• _Exercise requirements_
1. In the report on the militant attack at the Thakrakote wedding, how many people were injured besides the two teenage girls who were killed?
2. Decide whether each statement below agrees with the report on the militant attack at the Thakrakote wedding. Answer yes or no for each, and quote the words from the report that settle it.
(a) The groom hid behind a boulder during the firing.
(b) Police and security personnel reached the area during the night.
(c) Preeti Singh gave pain killers to the injured while the shelling went on.

• _Document segment_
====

The wedding bells were yet to ring on Wednesday night at Thakrakote village in Udhampur district, when a militant attack left two teenage girls dead and 17 others injured. At 9.30 pm, the groom and the marraige party were taking a break and the priest was preparing for the lagan, before the bang of a grenade and the clatter of the kalashnikovs pierced the noise of merriment.
Dileep Raj, the groom, had jumped into a 10-feet deep ditch to save himself from the flying bullets while some others ducked behind boulders or walls of nearby houses.
The marriage has been postponed but Dev Raj — brother of the bride, Gupta Devi — is still busy.
On Wednesday, he was supervising the marriage and today he was running about ensuring the well-being of his injured relatives at the Government Medical College (GMC) Hospital here.
‘‘After that (the blast) it was the cries and screams of women and children that rent the atmosphere. For a moment I felt numb. But the next moment, I jumped towards my room and picked up the service rifle of my father to open fire in the direction of the militants who were indiscriminately firing at us,’’ said Raj.
Writhing in pain on a hospital bed, Rajo Devi narrated how the splinters claimed her sister’s life. Devi was sitting among the guests when a sudden flash of light followed by deafening sound made her fall unconscious. ‘‘Few minutes later, I heard someone among the injured crying for water. Before I could reach to Nimmo, she succumbed,’’ said Devi. On other bed lay Jatti whose eyes were filled with tears as she saw her new shirt being torn off by the doctors to nurse the wounds on her arm.
With no police and security personnel reaching the area till morning, it was the VDC members who for whole night had to keep the militants engaged with the available fire power.
‘‘My hands started trembling when I discovered I had only one bullet left. Thank God, the militants fled before I had to use that,’’ said Dev, a VDC member.
Amid the shelling, Preeti Singh, a medical assistant, administered pain killers and medicines to the injured.
‘‘It was because of Preeti’s medicine that I could pass the whole night. Otherwise, I would have died of pain,’’ said Shakuntala Devi, whose right arm has been injured.
The sound of choppers this morning had brought a sigh of relief on the faces of all trapped there. Then began the work of moving the injured to the hospital. ‘‘My sister can tie the nuptial knot some other day. Right now, it’s more important for me to see that all the injured see the next day of their life,’’ said Raj, when someone at the hospital asked him about the postponement of marriage due to militant attack.

====

• _Data extracts_

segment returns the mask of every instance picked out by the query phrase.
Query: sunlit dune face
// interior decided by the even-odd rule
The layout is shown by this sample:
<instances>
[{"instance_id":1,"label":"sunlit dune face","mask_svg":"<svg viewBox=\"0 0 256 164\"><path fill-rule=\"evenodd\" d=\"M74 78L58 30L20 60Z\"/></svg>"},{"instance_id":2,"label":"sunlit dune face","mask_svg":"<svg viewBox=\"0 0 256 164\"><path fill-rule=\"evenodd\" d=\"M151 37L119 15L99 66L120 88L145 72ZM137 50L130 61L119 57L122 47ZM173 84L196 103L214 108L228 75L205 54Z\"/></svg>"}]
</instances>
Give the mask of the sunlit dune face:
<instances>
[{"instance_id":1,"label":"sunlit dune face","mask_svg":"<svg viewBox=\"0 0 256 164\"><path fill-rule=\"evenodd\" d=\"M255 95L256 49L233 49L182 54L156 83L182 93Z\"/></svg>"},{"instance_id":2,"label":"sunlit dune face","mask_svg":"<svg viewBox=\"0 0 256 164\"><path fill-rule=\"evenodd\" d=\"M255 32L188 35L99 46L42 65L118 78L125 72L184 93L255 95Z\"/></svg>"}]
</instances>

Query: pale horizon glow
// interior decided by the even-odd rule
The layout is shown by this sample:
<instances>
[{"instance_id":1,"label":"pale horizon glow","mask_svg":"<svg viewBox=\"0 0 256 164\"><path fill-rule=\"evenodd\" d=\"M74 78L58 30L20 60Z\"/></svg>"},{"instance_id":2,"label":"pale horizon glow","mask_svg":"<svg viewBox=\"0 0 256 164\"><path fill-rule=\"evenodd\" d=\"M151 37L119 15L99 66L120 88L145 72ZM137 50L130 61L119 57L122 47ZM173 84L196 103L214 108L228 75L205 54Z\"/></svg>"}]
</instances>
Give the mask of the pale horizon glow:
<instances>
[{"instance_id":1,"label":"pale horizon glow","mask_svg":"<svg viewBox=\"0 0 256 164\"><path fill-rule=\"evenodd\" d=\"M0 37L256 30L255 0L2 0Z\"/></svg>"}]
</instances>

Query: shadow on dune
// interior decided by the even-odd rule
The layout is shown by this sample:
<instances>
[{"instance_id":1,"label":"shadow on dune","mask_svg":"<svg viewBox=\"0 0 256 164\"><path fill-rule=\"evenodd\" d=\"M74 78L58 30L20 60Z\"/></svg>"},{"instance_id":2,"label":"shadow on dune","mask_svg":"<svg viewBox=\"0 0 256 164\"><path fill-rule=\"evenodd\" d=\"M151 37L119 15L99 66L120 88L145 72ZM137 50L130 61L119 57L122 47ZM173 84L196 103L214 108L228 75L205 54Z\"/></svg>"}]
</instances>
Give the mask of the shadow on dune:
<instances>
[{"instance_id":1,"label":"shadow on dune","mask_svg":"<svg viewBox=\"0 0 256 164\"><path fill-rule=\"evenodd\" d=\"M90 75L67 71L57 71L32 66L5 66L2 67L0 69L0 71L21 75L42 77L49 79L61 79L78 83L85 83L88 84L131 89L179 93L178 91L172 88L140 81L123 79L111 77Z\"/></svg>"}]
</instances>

====

• _List of answers_
1. Seventeen people were injured.

2.
(a) No: "Dileep Raj, the groom, had jumped into a 10-feet deep ditch to save himself from the flying bullets"
(b) No: "With no police and security personnel reaching the area till morning"
(c) Yes: "Amid the shelling, Preeti Singh, a medical assistant, administered pain killers and medicines to the injured."